------ TEXTAUSZUG
Belastung der Bürger weit über Grenzwert

23.09.2010, 16:54 Uhr
Belastung der Bürger weit über Grenzwert

© Brigitte Grüner

Diese Zahl nannte das „Bürgerforum Umwelt und Truppenübungsplatz“ (BUT) bei der Hauptversammlung am Mittwoch. Das Lärmschutzgutachten beweise eindeutig: Die Belastung der Bürger gehe weit über das verträgliche Maß hinaus. 28 Jahre nach der Gründung der Bürgerinitiative wissen die betroffenen Anwohner jetzt endlich schwarz auf weiß, dass die Lärmintensität durch die nahe Range 213 nicht dem deutschen Recht entspricht. Schon ein erstes Gutachten ergab 1983 eine „akute Gesundheitsgefährdung“, erinnert sich der damalige Vorsitzende Josef Geyer. Allerdings wurden die Ergebnisse bis heute unter Verschluss gehalten.

Politik am Zug

BUT hat nun ein großes Ziel erreicht: „Das Gutachten ist ein Meilenstein. Jetzt ist die Politik am Zug“, drückte es Vorsitzender Armin Griesbeck aus. Er machte bei der Hauptversammlung aber auch unmissverständlich deutlich, dass die Geduld der Betroffenen nahezu erschöpft ist. „Wir wollen nicht, dass es weiter so dahin dümpelt.“ Die Nitzlbucher und Bernreuther versprechen sich viel vom Stelldichein der Politiker am kommenden Montag. Neben Bürgermeister Joachim Neuß werden Landrat Richard Reisinger sowie die Landtagsabgeordneten Heinz Donhauser und Reinhold Strobl erwartet. Gemeinsam mit BUT und interessierten Bürgern sollen die Ergebnisse des Gutachtens besprochen und die Marschrichtung festgelegt werden. „Die von uns gewählten Vertreter werden sich hoffentlich für uns einsetzen“, drückte Werner Dier die Hoffnungen der Betroffenen aus.

Amerikaner überzeugen

Hätte die Bundeswehr und nicht die US-Armee das Sagen auf dem Truppenübungsplatz Grafenwöhr, wäre die Lage vielleicht längst entspannt. Die deutschen Soldaten richten sich nach der so genannten „Lärmmanagement-Richtlinie“. Diese gilt landesweit für alle militärisch genutzten Gebiete und für große Waffen. Kleine Kaliber werden durch die TA-Lärm geregelt. Allerdings ist es bislang offenbar schwierig, die Amerikaner von der Einhaltung der Richtlinien zu überzeugen. Die Bürger haben vielmehr das Gefühl, dass die Army derzeit „aus Trotz“ verstärkt schießt, sogar mitten in der Nacht. Obwohl das Gutachten eindeutig zu dem Schluss kommt, dass kein einziger Schuss in der Nachtzeit rechtskonform sei, berichtete der Vorsitzende.
------------
------ ANGEZEIGTE EINTRÄGE
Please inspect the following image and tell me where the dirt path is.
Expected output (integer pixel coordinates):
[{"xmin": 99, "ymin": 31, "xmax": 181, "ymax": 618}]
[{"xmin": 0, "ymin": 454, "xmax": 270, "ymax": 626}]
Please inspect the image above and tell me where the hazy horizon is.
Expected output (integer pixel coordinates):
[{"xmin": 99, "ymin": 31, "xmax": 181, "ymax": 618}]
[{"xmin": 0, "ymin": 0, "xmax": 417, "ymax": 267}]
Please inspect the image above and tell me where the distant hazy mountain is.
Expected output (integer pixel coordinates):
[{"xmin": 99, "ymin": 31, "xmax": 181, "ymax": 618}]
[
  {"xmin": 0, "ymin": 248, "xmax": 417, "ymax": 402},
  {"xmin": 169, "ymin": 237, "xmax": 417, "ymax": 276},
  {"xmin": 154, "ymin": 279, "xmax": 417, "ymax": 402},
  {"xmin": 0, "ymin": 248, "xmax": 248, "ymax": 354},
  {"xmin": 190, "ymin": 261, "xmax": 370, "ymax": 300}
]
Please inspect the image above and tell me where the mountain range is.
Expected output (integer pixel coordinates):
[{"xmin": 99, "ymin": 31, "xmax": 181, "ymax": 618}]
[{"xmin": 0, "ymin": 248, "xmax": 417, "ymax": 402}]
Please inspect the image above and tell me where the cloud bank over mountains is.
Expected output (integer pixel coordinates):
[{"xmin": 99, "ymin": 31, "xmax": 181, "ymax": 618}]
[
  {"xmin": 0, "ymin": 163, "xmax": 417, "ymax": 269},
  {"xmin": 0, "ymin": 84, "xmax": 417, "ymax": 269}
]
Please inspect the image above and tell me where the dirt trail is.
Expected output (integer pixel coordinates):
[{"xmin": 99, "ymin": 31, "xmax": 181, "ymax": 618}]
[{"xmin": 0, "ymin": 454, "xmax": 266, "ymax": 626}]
------------
• [AUFGABEN]
1. Nennen Sie alle Politiker, die laut dem Artikel zur Lärmbelastung am kommenden Montag erwartet werden, jeweils mit ihrem Amt.
2. Schreiben Sie aus dem Artikel zur Lärmbelastung den Abschnitt zwischen „BUT hat nun“ und „der Betroffenen aus.“ einschließlich ab.

• [LÖSUNGEN]
1.
- Bürgermeister Joachim Neuß
- Landrat Richard Reisinger
- Landtagsabgeordneter Heinz Donhauser
- Landtagsabgeordneter Reinhold Strobl

2.
BUT hat nun ein großes Ziel erreicht: „Das Gutachten ist ein Meilenstein. Jetzt ist die Politik am Zug“, drückte es Vorsitzender Armin Griesbeck aus. Er machte bei der Hauptversammlung aber auch unmissverständlich deutlich, dass die Geduld der Betroffenen nahezu erschöpft ist. „Wir wollen nicht, dass es weiter so dahin dümpelt.“ Die Nitzlbucher und Bernreuther versprechen sich viel vom Stelldichein der Politiker am kommenden Montag. Neben Bürgermeister Joachim Neuß werden Landrat Richard Reisinger sowie die Landtagsabgeordneten Heinz Donhauser und Reinhold Strobl erwartet. Gemeinsam mit BUT und interessierten Bürgern sollen die Ergebnisse des Gutachtens besprochen und die Marschrichtung festgelegt werden. „Die von uns gewählten Vertreter werden sich hoffentlich für uns einsetzen“, drückte Werner Dier die Hoffnungen der Betroffenen aus.